◆ **PROBLEM DESCRIPTION**:
In this exercise, the data must be written out exactly.

Stored items from a collection:
▽
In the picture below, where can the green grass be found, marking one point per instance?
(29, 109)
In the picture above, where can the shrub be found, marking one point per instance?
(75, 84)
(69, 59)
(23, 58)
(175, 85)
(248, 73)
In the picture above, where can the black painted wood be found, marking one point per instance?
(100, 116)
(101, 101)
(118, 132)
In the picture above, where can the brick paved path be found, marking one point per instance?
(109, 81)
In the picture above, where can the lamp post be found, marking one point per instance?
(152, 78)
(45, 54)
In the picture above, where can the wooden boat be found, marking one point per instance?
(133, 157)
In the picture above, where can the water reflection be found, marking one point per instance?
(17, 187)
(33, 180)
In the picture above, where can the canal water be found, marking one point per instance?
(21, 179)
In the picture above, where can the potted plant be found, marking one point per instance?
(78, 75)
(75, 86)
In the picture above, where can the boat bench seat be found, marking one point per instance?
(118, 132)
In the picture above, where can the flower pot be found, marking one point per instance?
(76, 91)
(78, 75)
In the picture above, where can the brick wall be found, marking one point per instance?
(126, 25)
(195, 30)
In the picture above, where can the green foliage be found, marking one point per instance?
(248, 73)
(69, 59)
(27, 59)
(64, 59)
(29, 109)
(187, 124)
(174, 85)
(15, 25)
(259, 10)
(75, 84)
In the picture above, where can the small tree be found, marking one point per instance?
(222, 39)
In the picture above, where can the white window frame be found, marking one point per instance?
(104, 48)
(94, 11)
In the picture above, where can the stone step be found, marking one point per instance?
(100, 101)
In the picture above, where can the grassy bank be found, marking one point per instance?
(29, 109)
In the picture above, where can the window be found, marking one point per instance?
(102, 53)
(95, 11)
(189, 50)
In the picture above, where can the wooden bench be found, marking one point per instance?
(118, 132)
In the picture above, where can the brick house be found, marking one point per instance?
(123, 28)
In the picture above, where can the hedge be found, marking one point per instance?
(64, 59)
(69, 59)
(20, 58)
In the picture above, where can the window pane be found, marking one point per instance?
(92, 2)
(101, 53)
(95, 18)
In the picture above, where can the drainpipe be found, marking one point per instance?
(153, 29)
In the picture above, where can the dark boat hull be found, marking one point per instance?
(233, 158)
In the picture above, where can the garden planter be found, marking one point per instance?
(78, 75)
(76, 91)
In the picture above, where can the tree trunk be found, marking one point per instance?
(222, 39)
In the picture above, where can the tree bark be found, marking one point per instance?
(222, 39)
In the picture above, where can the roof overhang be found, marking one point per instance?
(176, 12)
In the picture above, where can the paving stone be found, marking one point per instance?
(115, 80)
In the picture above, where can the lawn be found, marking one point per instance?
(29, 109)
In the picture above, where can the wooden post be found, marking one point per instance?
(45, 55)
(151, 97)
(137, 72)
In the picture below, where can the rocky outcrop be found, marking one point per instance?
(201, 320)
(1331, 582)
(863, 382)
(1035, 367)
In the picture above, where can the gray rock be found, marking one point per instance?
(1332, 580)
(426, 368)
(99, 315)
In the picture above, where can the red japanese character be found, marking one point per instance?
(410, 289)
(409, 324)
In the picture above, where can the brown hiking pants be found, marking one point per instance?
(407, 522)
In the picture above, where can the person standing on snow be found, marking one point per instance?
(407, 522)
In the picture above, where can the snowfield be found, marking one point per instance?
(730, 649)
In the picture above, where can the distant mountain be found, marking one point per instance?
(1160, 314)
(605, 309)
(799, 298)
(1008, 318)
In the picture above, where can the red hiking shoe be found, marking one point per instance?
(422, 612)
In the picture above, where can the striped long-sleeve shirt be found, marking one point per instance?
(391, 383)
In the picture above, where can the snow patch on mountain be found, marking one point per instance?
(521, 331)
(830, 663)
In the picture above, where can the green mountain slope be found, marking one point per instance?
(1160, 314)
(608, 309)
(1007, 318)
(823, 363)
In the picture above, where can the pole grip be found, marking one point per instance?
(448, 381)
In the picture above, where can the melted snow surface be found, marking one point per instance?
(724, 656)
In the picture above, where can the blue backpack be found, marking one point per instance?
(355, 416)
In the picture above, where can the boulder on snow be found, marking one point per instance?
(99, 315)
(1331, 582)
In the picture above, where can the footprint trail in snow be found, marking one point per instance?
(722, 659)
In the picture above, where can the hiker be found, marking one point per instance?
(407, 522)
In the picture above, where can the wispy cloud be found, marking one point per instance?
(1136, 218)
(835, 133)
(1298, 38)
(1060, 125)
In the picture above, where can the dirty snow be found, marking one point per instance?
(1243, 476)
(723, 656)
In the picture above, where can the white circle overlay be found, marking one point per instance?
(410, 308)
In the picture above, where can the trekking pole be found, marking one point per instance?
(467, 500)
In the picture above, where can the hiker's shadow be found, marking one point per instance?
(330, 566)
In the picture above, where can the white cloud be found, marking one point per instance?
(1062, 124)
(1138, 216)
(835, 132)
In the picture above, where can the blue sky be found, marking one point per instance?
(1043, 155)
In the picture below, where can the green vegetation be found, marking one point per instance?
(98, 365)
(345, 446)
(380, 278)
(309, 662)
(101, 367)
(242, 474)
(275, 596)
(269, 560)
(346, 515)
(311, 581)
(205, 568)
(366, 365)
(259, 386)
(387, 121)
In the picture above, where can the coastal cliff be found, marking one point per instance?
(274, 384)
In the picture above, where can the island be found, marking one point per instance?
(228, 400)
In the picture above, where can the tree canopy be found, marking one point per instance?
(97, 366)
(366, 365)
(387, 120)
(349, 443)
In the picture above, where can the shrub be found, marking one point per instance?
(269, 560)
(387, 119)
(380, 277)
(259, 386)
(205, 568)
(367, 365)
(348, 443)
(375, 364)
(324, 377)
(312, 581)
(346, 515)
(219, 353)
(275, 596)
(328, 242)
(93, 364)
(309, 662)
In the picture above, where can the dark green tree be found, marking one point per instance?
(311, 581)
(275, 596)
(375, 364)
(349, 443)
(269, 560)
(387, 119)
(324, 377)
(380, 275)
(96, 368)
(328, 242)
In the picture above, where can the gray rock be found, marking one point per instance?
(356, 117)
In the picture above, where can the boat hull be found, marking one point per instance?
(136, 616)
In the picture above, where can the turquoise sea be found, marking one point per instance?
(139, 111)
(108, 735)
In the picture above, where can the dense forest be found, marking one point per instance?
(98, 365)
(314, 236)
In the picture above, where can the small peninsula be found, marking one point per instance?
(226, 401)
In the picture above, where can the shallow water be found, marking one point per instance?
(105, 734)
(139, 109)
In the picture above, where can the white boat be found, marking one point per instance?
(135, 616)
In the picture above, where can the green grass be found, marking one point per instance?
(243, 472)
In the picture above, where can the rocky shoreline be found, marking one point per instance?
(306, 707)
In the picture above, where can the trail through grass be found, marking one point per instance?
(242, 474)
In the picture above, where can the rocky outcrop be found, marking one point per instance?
△
◆ **REPLY**:
In the picture below, where can the green grass be found, marking one point per instance?
(29, 109)
In the picture above, where can the shrub be found, marking one point per instance?
(75, 84)
(69, 59)
(23, 58)
(175, 85)
(248, 73)
In the picture above, where can the black painted wood be found, marking one point per instance?
(100, 116)
(101, 101)
(118, 132)
In the picture above, where can the brick paved path be found, marking one point per instance?
(109, 81)
In the picture above, where can the lamp post be found, marking one point per instance?
(152, 78)
(45, 54)
In the picture above, where can the wooden boat be found, marking one point per instance?
(133, 157)
In the picture above, where can the water reflection be found, marking one point per instance?
(17, 187)
(33, 180)
In the picture above, where can the canal water be found, marking one point per instance?
(21, 179)
In the picture above, where can the potted plant be found, marking one point per instance?
(78, 75)
(75, 86)
In the picture above, where can the boat bench seat be found, marking one point per instance?
(118, 132)
In the picture above, where can the flower pot be found, marking one point per instance?
(76, 91)
(78, 75)
In the picture above, where can the brick wall be found, marking one point per instance?
(126, 25)
(195, 30)
In the picture above, where can the green foliage be found, marking one point per instance?
(248, 73)
(69, 59)
(27, 59)
(64, 59)
(29, 109)
(187, 124)
(174, 85)
(15, 25)
(259, 10)
(75, 84)
In the picture above, where can the small tree be found, marking one point per instance?
(222, 39)
In the picture above, where can the white window frame be found, marking one point per instance?
(104, 48)
(94, 11)
In the picture above, where can the stone step be found, marking one point per instance?
(100, 101)
In the picture above, where can the grassy bank be found, marking one point per instance?
(29, 109)
In the picture above, where can the window be found, marking one point per instance?
(102, 53)
(95, 11)
(189, 50)
In the picture above, where can the wooden bench be found, marking one point per instance?
(118, 132)
In the picture above, where can the brick house be found, marking one point per instance?
(123, 28)
In the picture above, where can the hedge be found, marking one point per instance?
(64, 59)
(69, 59)
(20, 58)
In the picture above, where can the window pane be found, marking one point per instance?
(92, 2)
(101, 53)
(95, 18)
In the picture above, where can the drainpipe be found, marking one point per instance?
(153, 29)
In the picture above, where can the dark boat hull be found, marking one point per instance?
(233, 158)
In the picture above, where can the garden planter be found, marking one point per instance?
(78, 75)
(76, 91)
In the picture above, where can the tree trunk be found, marking one point per instance?
(222, 39)
In the picture above, where can the tree bark be found, marking one point per instance?
(222, 39)
In the picture above, where can the roof overhang be found, marking one point per instance?
(176, 12)
In the picture above, where can the paving stone be found, marking one point per instance?
(115, 80)
In the picture above, where can the lawn be found, marking one point per instance?
(29, 109)
In the picture above, where can the wooden post be found, marking one point per instance?
(45, 55)
(151, 97)
(137, 72)
In the picture below, where can the rocky outcrop be found, marking one point per instance?
(201, 320)
(1331, 582)
(863, 382)
(1035, 367)
In the picture above, where can the gray rock be found, marking one point per instance?
(1332, 580)
(426, 368)
(99, 315)
In the picture above, where can the red japanese character be found, marking one point per instance?
(410, 289)
(409, 324)
In the picture above, where can the brown hiking pants be found, marking one point per instance?
(407, 522)
In the picture above, where can the person standing on snow be found, marking one point per instance?
(407, 522)
In the picture above, where can the snowfield be found, marking one point per instance?
(730, 649)
In the picture above, where can the distant mountain be found, marking one point per instance?
(1160, 314)
(605, 309)
(799, 298)
(1008, 318)
In the picture above, where can the red hiking shoe be found, marking one point per instance?
(422, 612)
In the picture above, where can the striped long-sleeve shirt be found, marking one point per instance?
(391, 383)
In the picture above, where can the snow patch on mountain be found, marking one point per instance?
(521, 331)
(830, 663)
In the picture above, where can the green mountain slope be found, marking one point per instance?
(1160, 314)
(608, 309)
(1007, 318)
(823, 363)
In the picture above, where can the pole grip be found, marking one point per instance?
(448, 381)
In the picture above, where can the melted snow surface be found, marking one point per instance?
(724, 656)
In the picture above, where can the blue backpack be found, marking one point per instance?
(355, 416)
In the picture above, where can the boulder on snow be found, marking one point per instance?
(99, 315)
(1331, 582)
In the picture above, where can the footprint trail in snow be found, marking one point per instance?
(722, 659)
In the picture above, where can the hiker be found, marking one point per instance?
(407, 522)
In the picture above, where can the wispy cloud be found, marking one point per instance?
(1136, 218)
(835, 133)
(1298, 38)
(1060, 125)
In the picture above, where can the dirty snow be found, marking one point per instance?
(1243, 476)
(723, 656)
In the picture above, where can the white circle overlay be found, marking one point per instance?
(410, 308)
In the picture above, where can the trekking pole be found, marking one point per instance?
(467, 500)
In the picture above, where can the hiker's shadow be found, marking one point per instance?
(330, 566)
In the picture above, where can the white cloud be found, marking one point per instance?
(1062, 124)
(1138, 216)
(835, 132)
In the picture above, where can the blue sky be found, marking one point per instance?
(1043, 155)
In the picture below, where can the green vegetation be found, marking one point per instance?
(98, 365)
(345, 446)
(380, 278)
(309, 662)
(101, 367)
(242, 474)
(275, 596)
(269, 560)
(346, 515)
(311, 581)
(205, 568)
(366, 365)
(259, 386)
(387, 121)
In the picture above, where can the coastal cliff be found, marking one point per instance?
(274, 384)
In the picture above, where can the island be found, marking one point per instance?
(228, 400)
In the picture above, where can the tree canopy be found, marking one point per instance?
(97, 366)
(366, 365)
(387, 120)
(349, 443)
In the picture above, where can the shrub be found, marking one point per instance?
(269, 560)
(387, 119)
(380, 277)
(259, 386)
(205, 568)
(367, 365)
(348, 443)
(375, 364)
(324, 377)
(312, 581)
(346, 515)
(219, 353)
(275, 596)
(328, 242)
(93, 364)
(309, 662)
In the picture above, where can the dark green tree be found, marking one point per instance?
(311, 581)
(275, 596)
(375, 364)
(349, 443)
(269, 560)
(387, 119)
(324, 377)
(380, 275)
(96, 368)
(328, 242)
In the picture above, where can the gray rock be found, marking one point per instance?
(356, 117)
In the picture above, where can the boat hull be found, marking one point per instance?
(136, 616)
In the picture above, where can the turquoise sea be found, marking one point per instance?
(139, 111)
(108, 735)
In the picture above, where can the dense forest be found, marking one point per instance?
(98, 365)
(314, 236)
In the picture above, where can the small peninsula be found, marking one point per instance?
(226, 401)
In the picture above, where can the shallow water be found, marking one point per instance?
(105, 734)
(139, 109)
In the picture above, where can the white boat be found, marking one point per instance?
(135, 616)
In the picture above, where can the green grass be found, marking one point per instance?
(243, 472)
In the picture above, where can the rocky shoreline be found, marking one point per instance?
(306, 707)
In the picture above, where can the trail through grass be found, marking one point per instance?
(242, 474)
In the picture above, where can the rocky outcrop be found, marking one point per instance?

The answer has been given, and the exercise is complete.